# WHAT IS ASKED:
In the poor rating story, what rating did the driver end up with overnight?

# TEXT BLOCK:
------------

# Poor Rating story



## Jeep Daddy (Jan 10, 2015)

So I get a fare from a bar and they tell me to go to 616 16th street. I know it's very close by and ask the woman if she is familiar on how to get there. She says yes. I turn right out of the parking lot, because it's right turn only, and she tells me to make the next left. I'm driving for about a 1/2 mile and she puts the address in her smart phone and it says that we are going the wrong direction. She says to me, don't you know this city? I said yes, 16th street is 3 blocks south of here. She says you're going the wrong direction and I want a refund. I told her that she said she would direct me, but I'll enter it in the gps. I did enter it in gps and then wound up driving right back to where we came from because the address is on East 16th street and not West 16th st. So after I see that she is going to be pissed off and I'm probably going to get a bad rating no matter what, I tell her that I will "end" the ride now and the rest of the trip is on me. We had to circle the block near the apartment complex and the street was very dark and hard to see addresses. The dumb gps says to me "you have arrived" . But it says that about 300 feet too soon and that is why we had trouble finding the place. So I go from a 4.77 rating to a 4.44 rating overnight. I've decided that picking up drunks is not my bag. I'd rather take the daytime longer fares. Yesterday I took a person to USCL and got $55, then got a fare back toward where I live $30, then I got another back to downtown LA for $50. That's what I'm talking about.

------------

# GIVEN DATA:
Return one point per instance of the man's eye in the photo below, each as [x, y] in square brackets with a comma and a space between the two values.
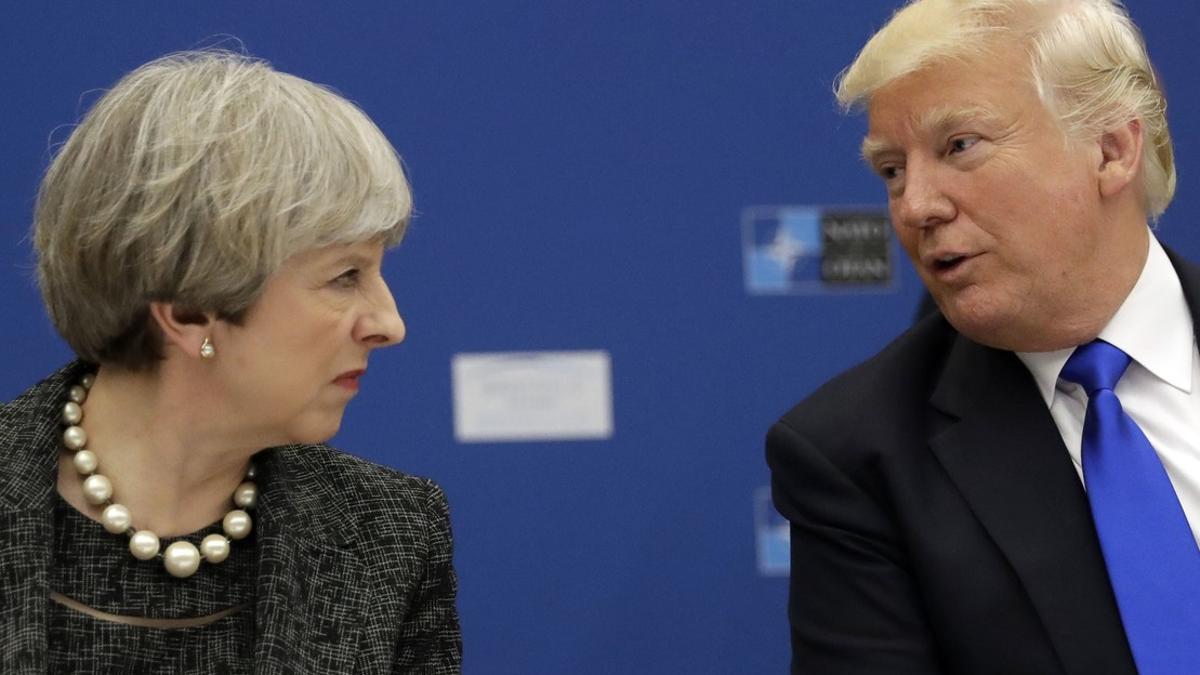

------------

# RESULT:
4.44, down from 4.77.